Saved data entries
※
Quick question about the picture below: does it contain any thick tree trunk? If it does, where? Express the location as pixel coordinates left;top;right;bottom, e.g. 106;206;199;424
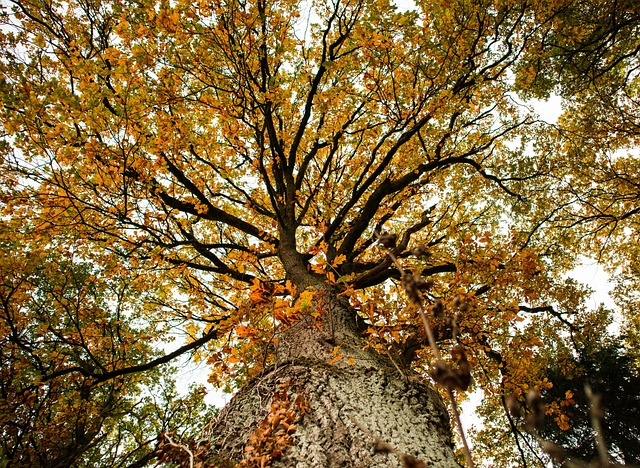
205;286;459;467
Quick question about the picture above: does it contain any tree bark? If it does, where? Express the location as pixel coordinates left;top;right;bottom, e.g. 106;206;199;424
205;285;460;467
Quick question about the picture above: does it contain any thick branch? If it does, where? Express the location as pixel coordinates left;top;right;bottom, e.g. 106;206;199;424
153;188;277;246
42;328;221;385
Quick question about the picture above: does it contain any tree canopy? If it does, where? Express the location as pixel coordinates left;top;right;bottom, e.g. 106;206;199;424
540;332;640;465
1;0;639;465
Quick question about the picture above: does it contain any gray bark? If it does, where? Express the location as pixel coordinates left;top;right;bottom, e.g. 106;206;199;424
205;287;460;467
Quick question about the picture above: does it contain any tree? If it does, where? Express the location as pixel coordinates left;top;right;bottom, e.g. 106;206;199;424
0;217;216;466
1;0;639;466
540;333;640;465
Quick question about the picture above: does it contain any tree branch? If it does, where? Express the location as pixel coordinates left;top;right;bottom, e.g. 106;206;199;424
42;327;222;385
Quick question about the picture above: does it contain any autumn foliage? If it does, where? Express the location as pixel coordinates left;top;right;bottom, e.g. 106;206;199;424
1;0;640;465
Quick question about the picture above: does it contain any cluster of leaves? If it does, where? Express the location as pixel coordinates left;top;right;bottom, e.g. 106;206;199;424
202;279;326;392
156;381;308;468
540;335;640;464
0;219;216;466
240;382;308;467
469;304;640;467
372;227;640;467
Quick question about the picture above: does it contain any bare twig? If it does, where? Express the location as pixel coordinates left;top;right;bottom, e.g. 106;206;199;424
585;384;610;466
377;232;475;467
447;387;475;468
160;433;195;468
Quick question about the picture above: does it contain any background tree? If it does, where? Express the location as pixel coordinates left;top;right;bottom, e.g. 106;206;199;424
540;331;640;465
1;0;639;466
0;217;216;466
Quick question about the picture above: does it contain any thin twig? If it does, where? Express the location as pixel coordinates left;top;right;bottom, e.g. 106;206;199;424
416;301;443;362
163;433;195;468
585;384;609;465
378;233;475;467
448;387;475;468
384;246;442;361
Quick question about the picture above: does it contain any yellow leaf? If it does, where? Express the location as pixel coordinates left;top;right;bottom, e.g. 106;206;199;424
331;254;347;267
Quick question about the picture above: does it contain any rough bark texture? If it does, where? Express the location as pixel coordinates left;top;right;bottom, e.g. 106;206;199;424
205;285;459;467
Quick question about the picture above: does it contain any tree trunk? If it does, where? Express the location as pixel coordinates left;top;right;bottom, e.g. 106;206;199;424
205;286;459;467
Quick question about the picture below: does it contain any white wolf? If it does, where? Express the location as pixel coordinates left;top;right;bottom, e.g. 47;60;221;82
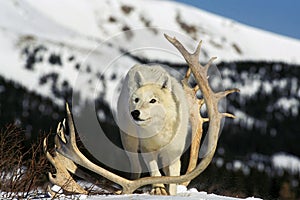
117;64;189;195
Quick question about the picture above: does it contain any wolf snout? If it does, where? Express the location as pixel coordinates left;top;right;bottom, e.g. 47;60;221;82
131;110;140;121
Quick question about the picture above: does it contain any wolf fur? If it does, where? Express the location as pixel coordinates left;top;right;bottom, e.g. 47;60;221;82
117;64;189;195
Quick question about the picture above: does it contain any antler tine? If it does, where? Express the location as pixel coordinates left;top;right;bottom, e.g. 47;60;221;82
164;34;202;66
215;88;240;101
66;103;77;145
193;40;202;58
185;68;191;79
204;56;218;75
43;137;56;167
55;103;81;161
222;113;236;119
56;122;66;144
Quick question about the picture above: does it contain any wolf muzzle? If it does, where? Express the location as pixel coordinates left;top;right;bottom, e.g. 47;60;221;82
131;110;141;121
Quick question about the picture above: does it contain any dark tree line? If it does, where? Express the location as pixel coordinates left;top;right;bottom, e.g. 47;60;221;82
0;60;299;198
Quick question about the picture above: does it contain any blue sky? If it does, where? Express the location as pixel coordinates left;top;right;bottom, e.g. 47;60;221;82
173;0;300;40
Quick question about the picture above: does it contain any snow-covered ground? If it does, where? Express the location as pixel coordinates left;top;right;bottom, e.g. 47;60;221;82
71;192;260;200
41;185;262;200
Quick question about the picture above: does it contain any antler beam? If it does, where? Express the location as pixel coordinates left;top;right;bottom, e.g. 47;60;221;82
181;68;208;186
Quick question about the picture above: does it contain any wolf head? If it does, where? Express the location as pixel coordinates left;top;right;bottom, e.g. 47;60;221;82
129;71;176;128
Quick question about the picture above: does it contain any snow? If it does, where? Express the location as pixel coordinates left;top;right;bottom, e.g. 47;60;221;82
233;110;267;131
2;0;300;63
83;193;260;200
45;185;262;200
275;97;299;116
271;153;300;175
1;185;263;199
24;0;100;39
※
[Task directions]:
Would you please repeat all the data word for word, but without the pictures?

[Result of the exercise]:
Quick question about the picture below: does it contain any thick tree trunk? If it does, where? Express the location as pixel coordinates left;top;right;bottom, e.g. 106;206;199;424
205;286;459;467
Quick question about the picture above: does it contain any tree bark? If it does, where? Express the location as pixel coordinates left;top;right;bottom, e.g. 106;206;199;424
205;285;460;467
Quick question about the picture above: does it contain any thick branch? If it does, where? Express the location as pixel coordinates left;top;right;bottom, e.g. 106;206;199;424
153;188;277;246
42;328;221;385
Quick question about the picture above: does it contain any tree canopy? If it does, where? Express the location as pixel coordinates left;top;right;bottom, e.g. 106;206;199;424
540;332;640;465
1;0;639;465
Quick question about the picture above: does it contain any gray bark? If it does, where? Express the location as pixel coordinates left;top;right;bottom, e.g. 106;206;199;424
205;287;460;467
Quick question about the picture above: does it contain any tree? If it does, where? Express the location as pixel coordinates left;top;right;bottom, e.g. 106;206;199;424
0;217;216;466
1;0;639;466
540;333;640;465
Quick question about the picture above: does it contain any tree branch? If it does, where? Express the location as pixel coordinates left;top;right;bottom, e.g. 106;206;199;424
42;327;222;385
Quick question about the picture above: does it contain any autumn foliage? If it does, where? Express the location as pixel coordinates left;top;right;bottom, e.g. 106;206;199;424
1;0;640;465
Quick question about the picture above: does it contain any cluster of leaves? If it does, where? Express the location as pixel coordinates left;top;right;bottom, e.g. 106;206;199;424
202;279;326;392
156;381;308;468
540;335;640;464
0;219;216;466
240;382;308;467
469;304;640;467
372;227;640;467
Quick question about the picture above: does it contain any bare twig? If it does, where? Express the location as pixel coordinates left;top;right;bottom, e.g. 106;206;199;424
585;384;610;466
377;232;475;467
447;387;475;468
160;433;195;468
Quick question about the picture above: does it contain any background tree? If it does, where? Express the location as pixel coordinates left;top;right;bottom, e.g. 106;206;199;424
540;331;640;465
1;0;639;466
0;217;216;466
Quick question about the picture above: does it contain any thin twig? If it does, where? Express the location as pixel coordinates left;top;right;bottom, e.g. 106;206;199;424
416;301;443;362
163;433;195;468
585;384;609;465
378;233;475;467
448;387;475;468
384;246;442;361
Quick question about the picture above: does it contain any yellow leaf? If it does, where? Express the location as pixel coordinates left;top;right;bottom, e.g. 106;206;199;424
331;254;347;267
Quick question about the picture above: does it contain any rough bark texture? If it does, where? Express the location as pixel coordinates left;top;right;bottom, e.g. 106;206;199;424
205;285;459;467
Quick question about the picture above: does it contain any tree trunk? If it does, where? Express the location as pixel coordinates left;top;right;bottom, e.g. 106;206;199;424
205;286;459;467
Quick question about the picture below: does it contain any white wolf? If it does, where? Express the location as pixel coordinates left;top;right;bottom, e.g. 47;60;221;82
117;64;189;195
Quick question about the picture above: does it contain any wolf snout? If it does, where? Express the location as pixel coordinates left;top;right;bottom, e.g. 47;60;221;82
131;110;140;121
Quick question about the picture above: does it contain any wolf fur? If it does, where? Express the location as pixel coordinates left;top;right;bottom, e.g. 47;60;221;82
117;64;189;195
Quick question about the picture above: does it contain any antler tine? If it does, where? Express the location as pixel coordinates left;top;right;bottom, e.g. 47;60;221;82
164;34;202;66
215;88;240;101
66;103;77;145
193;40;202;58
185;68;191;79
204;56;218;75
43;137;56;167
55;103;81;161
222;113;236;119
56;122;66;144
Quick question about the picture above: does it contain any wolf muzzle? If it does, where? Express the location as pixel coordinates left;top;right;bottom, e.g. 47;60;221;82
131;110;141;121
Quick question about the picture above: does it contain any dark tree line? If it does, where? Express the location as pixel coordinates left;top;right;bottom, e.g. 47;60;221;82
0;60;299;198
Quick question about the picture above: does it contain any blue sky? If it does, where? Express the location as pixel coordinates left;top;right;bottom, e.g. 47;60;221;82
173;0;300;40
Quick question about the picture above: does it contain any snow-covered ground? If it does, where? Express the location as pixel coordinates left;top;right;bottom, e.g. 47;60;221;82
71;192;260;200
41;185;262;200
Quick question about the picture above: does it contain any antler beam? If it does, where? Express the location as pixel coordinates left;top;right;bottom, e.g. 47;60;221;82
181;68;208;186
Quick question about the picture above: does it contain any wolf head? If it does, where? Express the location as pixel coordinates left;top;right;bottom, e.g. 47;60;221;82
129;71;176;128
Quick question about the picture above: does it contain any snow? If it does, where? Express the location as pixel coordinates left;top;right;bottom, e.g. 47;60;221;82
233;110;267;131
2;0;300;63
83;193;260;200
45;185;262;200
275;97;299;116
271;153;300;175
1;185;263;199
24;0;100;39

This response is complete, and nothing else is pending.